— Begin TASK DATA —
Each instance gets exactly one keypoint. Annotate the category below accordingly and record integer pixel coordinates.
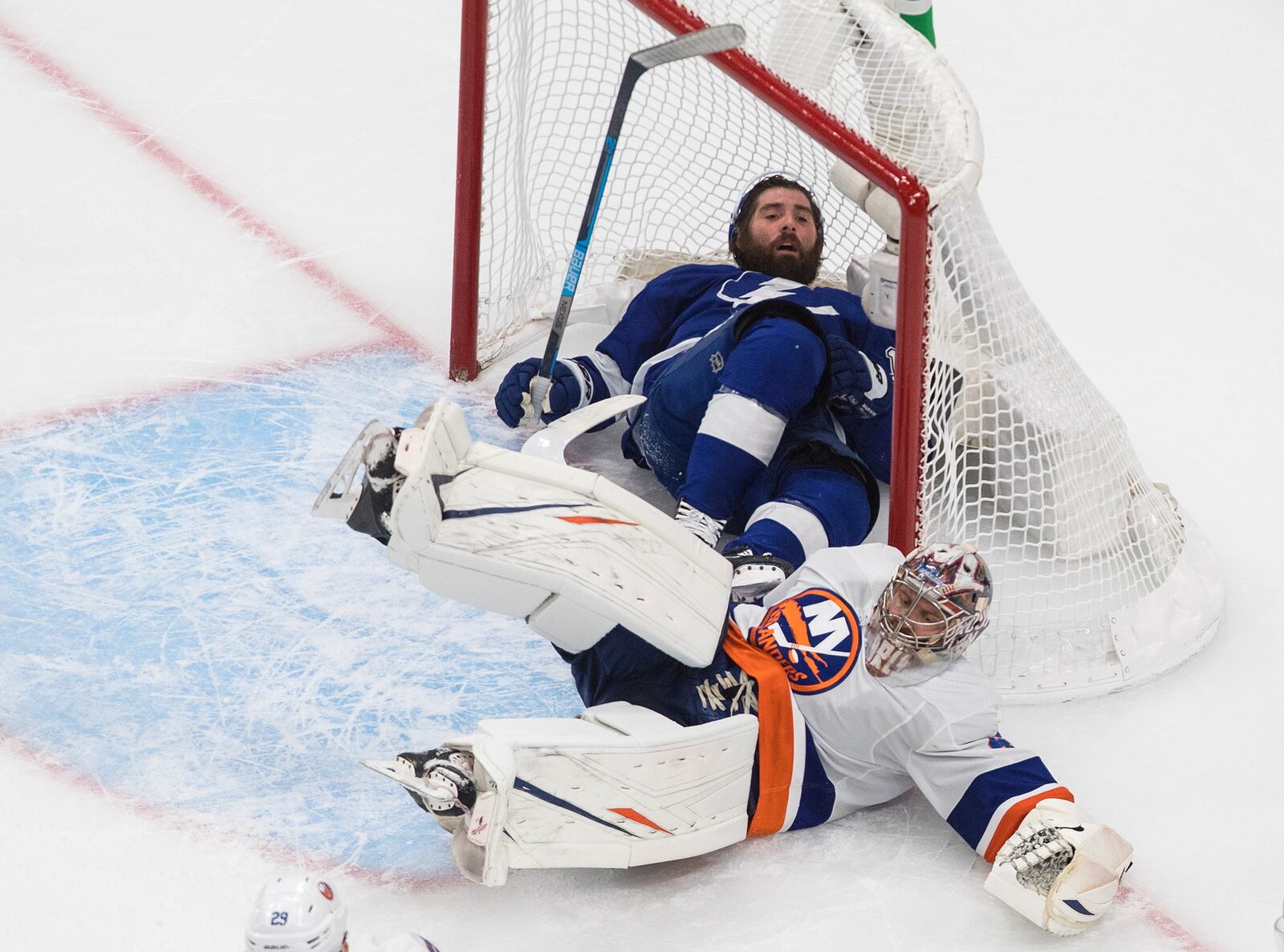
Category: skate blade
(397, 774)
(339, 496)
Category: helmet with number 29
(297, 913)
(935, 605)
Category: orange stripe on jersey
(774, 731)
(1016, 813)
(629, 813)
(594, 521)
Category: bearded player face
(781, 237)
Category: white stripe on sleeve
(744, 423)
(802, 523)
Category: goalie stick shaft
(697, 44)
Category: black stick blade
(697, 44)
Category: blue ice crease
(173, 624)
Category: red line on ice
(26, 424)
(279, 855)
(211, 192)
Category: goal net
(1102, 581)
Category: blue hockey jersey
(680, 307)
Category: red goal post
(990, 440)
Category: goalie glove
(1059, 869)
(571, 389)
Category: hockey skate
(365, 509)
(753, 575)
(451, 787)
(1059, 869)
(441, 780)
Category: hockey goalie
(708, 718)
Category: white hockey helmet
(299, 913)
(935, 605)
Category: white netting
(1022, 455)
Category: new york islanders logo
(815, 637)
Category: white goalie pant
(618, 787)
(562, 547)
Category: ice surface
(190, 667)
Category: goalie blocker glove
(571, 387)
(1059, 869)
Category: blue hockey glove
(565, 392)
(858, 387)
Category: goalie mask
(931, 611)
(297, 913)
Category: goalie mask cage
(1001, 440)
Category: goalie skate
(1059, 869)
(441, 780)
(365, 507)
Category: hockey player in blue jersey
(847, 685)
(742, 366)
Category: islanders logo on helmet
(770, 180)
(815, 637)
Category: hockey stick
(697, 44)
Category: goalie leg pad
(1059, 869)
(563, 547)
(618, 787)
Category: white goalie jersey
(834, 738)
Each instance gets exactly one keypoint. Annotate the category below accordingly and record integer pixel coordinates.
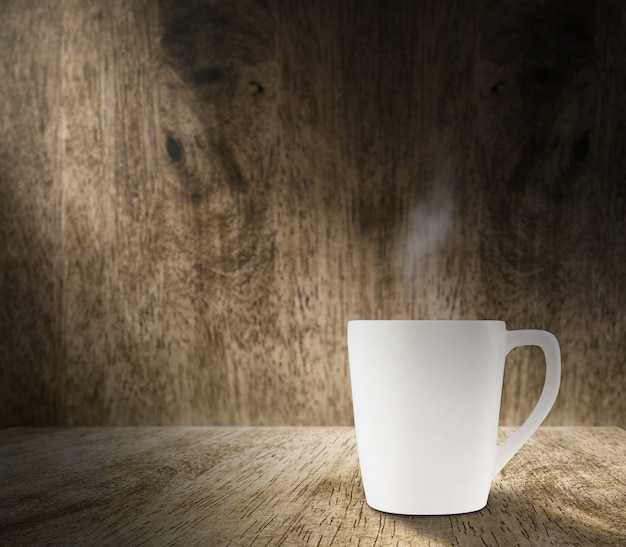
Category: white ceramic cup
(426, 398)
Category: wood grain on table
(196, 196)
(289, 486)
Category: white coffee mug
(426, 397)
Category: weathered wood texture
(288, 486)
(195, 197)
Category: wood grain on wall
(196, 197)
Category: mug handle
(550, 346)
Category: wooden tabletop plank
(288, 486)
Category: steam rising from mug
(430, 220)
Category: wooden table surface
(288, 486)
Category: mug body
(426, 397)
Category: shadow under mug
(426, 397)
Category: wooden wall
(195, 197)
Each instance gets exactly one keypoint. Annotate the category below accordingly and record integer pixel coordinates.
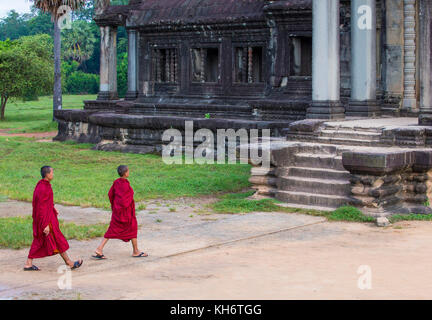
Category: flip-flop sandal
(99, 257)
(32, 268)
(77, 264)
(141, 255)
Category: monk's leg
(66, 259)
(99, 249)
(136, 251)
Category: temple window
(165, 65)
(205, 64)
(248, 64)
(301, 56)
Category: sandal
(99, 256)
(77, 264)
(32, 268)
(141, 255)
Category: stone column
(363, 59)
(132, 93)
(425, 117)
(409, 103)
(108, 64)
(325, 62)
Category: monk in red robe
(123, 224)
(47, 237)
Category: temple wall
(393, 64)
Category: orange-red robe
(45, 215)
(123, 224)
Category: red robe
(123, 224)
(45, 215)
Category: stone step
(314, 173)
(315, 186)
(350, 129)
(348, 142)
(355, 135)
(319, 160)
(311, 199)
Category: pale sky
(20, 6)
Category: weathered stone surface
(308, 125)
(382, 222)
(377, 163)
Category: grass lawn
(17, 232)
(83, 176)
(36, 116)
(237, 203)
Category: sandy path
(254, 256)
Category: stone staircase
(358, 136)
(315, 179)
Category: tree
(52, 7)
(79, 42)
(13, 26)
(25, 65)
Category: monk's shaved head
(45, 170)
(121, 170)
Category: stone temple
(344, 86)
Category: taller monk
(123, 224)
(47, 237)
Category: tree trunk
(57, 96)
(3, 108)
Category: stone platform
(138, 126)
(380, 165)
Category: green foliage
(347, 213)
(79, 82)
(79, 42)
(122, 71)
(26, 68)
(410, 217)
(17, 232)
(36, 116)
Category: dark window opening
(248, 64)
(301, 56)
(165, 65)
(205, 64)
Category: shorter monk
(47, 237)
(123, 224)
— End TASK DATA —
— Begin TASK DATA —
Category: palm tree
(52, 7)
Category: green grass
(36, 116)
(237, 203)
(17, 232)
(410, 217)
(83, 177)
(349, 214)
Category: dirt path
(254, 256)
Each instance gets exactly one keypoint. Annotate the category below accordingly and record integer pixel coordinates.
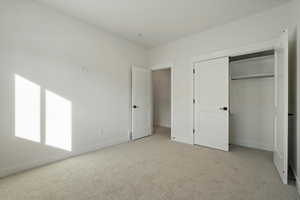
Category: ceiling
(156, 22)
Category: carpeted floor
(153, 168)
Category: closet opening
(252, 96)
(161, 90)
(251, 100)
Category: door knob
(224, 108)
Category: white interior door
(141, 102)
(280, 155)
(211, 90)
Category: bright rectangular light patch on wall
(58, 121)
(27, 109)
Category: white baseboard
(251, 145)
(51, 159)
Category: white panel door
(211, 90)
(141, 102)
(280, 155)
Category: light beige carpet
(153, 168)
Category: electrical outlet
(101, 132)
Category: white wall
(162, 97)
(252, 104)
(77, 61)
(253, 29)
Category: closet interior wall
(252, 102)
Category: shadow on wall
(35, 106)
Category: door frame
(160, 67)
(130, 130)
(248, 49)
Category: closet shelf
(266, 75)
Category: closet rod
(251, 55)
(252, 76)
— End TASK DATA —
## REQUIREMENT
Rewrite everything in the material from the line containing "Category: white stripe on sleeve" down to the line containing "(1001, 440)", replacing each "goalie" with "goaltender" and leaving the rest unchanged.

## TASK ANSWER
Category: white stripe on sleeve
(744, 423)
(802, 523)
Category: goaltender stick shaft
(697, 44)
Category: black stick blade
(697, 44)
Category: blue ice crease
(173, 624)
Category: red line on ice
(26, 424)
(279, 855)
(211, 192)
Category: goal net
(1102, 581)
Category: blue hockey jersey
(680, 307)
Category: red goal post
(990, 440)
Category: goaltender glove
(1059, 869)
(571, 389)
Category: hockey skate
(365, 509)
(753, 575)
(451, 787)
(1059, 869)
(441, 780)
Category: hockey goaltender
(708, 718)
Category: white hockey helmet
(299, 913)
(935, 605)
Category: white netting
(1022, 455)
Category: new york islanders logo
(815, 637)
Category: white goaltender pant
(618, 787)
(562, 547)
Category: ice surface
(190, 667)
Category: goaltender blocker glove
(571, 387)
(1059, 869)
Category: blue hockey glove
(565, 392)
(858, 387)
Category: goaltender mask
(931, 611)
(297, 913)
Category: goaltender mask cage
(1001, 440)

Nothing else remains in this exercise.